### [EXERCISE MATERIAL]
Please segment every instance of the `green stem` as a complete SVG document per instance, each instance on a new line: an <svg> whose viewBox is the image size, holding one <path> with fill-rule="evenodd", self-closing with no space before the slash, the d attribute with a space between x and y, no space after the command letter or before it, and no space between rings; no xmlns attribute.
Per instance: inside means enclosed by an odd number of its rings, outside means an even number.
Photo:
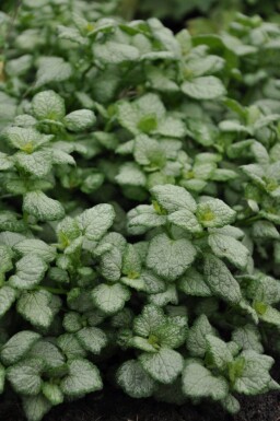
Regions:
<svg viewBox="0 0 280 421"><path fill-rule="evenodd" d="M261 220L261 218L262 218L261 215L250 217L250 218L237 221L237 224L241 225L241 226L250 225L253 222Z"/></svg>
<svg viewBox="0 0 280 421"><path fill-rule="evenodd" d="M66 295L66 294L68 294L68 291L62 290L62 288L52 288L52 286L42 286L42 285L38 285L38 286L35 286L35 290L37 290L37 291L45 290L45 291L48 291L51 294L56 294L56 295L60 295L60 294L65 294Z"/></svg>

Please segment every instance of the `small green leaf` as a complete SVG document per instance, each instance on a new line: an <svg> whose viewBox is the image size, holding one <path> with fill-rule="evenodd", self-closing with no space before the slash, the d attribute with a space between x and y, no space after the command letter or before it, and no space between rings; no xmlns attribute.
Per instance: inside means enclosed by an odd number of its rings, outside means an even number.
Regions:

### [WHAT THE TASK ASKS]
Put every line of the items above into a numbered list, skipping blank lines and leaving out the pictures.

### [PROBLEM SOLUTION]
1. Please segment every instance of the `green stem` as a complete SVG document per instance, each instance on a new line: an <svg> whose viewBox is the image size, holding one <path> with fill-rule="evenodd", self-closing with no space before the slash, the d attribute with a space between x and y, no space after the command letter or before it, and no space between rings; no xmlns attribute.
2. Per instance: inside means enclosed by an odd number of its rings, outside means an even number.
3. Photo:
4. Regions:
5. <svg viewBox="0 0 280 421"><path fill-rule="evenodd" d="M261 220L261 218L262 218L261 215L250 217L250 218L237 221L237 224L241 225L241 226L250 225L253 222Z"/></svg>
6. <svg viewBox="0 0 280 421"><path fill-rule="evenodd" d="M66 295L66 294L68 294L68 291L62 290L62 288L52 288L52 286L42 286L42 285L38 285L38 286L35 286L35 290L37 290L37 291L45 290L45 291L48 291L51 294L56 294L56 295L60 295L60 294L65 294Z"/></svg>
7. Please segment every instance of the `small green leaf` as a complete SVG document per instance, each instance on a new line: an <svg> whose viewBox is the image size, holding one <path> with fill-rule="evenodd", self-closing with no space before the slash, the d attribute with a space between x and y, no space after the command letter or before it, and no space between rings; no xmlns attribute.
8. Per instance: inside means enclosed by an odd number of its rings, outside means an even number.
9. Regions:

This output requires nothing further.